### What you should do
Scan the listing below for the word "black" and state how many lines hold it. Write nothing but the number.

### Provided information
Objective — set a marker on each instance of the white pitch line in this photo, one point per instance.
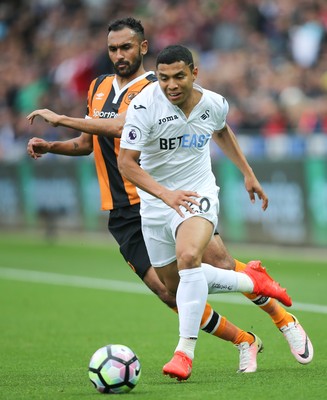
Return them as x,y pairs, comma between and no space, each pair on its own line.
53,278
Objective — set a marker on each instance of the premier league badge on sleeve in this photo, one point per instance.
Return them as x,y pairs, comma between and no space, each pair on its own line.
133,136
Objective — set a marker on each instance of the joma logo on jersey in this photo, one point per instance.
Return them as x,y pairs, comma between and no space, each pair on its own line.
104,114
186,141
167,119
205,115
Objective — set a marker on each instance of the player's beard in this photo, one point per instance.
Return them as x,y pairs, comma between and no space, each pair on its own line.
131,68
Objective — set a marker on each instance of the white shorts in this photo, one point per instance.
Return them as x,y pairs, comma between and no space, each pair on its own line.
160,224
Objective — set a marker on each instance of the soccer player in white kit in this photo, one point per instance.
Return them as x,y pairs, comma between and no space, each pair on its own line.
165,153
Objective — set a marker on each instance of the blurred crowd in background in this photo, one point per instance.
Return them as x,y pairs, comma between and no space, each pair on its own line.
267,57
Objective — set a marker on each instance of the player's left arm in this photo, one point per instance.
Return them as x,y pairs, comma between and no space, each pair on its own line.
111,127
226,140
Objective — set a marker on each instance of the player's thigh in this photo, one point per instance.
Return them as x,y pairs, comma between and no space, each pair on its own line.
169,276
192,237
217,254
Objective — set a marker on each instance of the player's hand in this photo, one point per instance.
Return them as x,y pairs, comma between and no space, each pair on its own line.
49,116
253,187
177,198
36,147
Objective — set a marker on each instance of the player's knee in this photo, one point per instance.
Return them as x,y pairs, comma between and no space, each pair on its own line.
188,259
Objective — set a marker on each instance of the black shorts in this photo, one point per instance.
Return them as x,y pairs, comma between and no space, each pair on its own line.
125,226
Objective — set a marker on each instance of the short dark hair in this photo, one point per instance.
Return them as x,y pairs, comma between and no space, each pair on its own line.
129,22
175,53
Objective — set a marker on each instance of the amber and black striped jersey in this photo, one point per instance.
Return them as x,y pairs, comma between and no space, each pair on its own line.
106,100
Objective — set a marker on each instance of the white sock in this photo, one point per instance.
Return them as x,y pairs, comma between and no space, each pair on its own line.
223,280
191,298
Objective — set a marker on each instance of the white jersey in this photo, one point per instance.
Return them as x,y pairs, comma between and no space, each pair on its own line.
174,149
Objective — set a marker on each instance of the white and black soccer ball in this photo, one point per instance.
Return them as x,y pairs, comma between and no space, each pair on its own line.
115,369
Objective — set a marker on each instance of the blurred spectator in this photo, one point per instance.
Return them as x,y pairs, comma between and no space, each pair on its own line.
267,57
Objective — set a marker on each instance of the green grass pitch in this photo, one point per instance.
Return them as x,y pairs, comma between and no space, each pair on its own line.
50,327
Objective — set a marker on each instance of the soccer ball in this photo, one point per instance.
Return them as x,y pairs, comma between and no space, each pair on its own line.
114,368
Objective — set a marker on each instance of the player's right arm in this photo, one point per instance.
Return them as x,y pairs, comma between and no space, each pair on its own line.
79,146
111,127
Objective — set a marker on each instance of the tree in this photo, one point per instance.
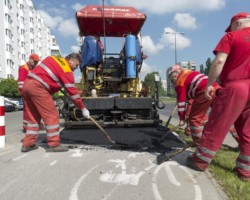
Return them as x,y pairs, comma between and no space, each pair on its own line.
202,68
9,88
208,65
149,81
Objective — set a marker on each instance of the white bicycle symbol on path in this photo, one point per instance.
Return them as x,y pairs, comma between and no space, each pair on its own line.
133,178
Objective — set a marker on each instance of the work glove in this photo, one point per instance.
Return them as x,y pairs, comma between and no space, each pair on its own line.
85,113
181,123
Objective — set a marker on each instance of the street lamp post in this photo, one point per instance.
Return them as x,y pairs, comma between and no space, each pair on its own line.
175,52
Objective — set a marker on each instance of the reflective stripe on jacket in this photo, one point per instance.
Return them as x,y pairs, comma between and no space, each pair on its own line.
55,73
22,75
188,84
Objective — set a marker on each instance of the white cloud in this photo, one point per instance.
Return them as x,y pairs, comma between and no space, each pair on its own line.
169,39
149,46
169,6
75,49
185,20
49,21
146,69
77,6
68,28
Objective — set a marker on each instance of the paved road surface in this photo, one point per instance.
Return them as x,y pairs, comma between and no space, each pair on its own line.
95,172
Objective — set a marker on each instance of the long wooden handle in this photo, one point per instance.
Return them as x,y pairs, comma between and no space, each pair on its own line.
105,133
171,115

### Finished task
3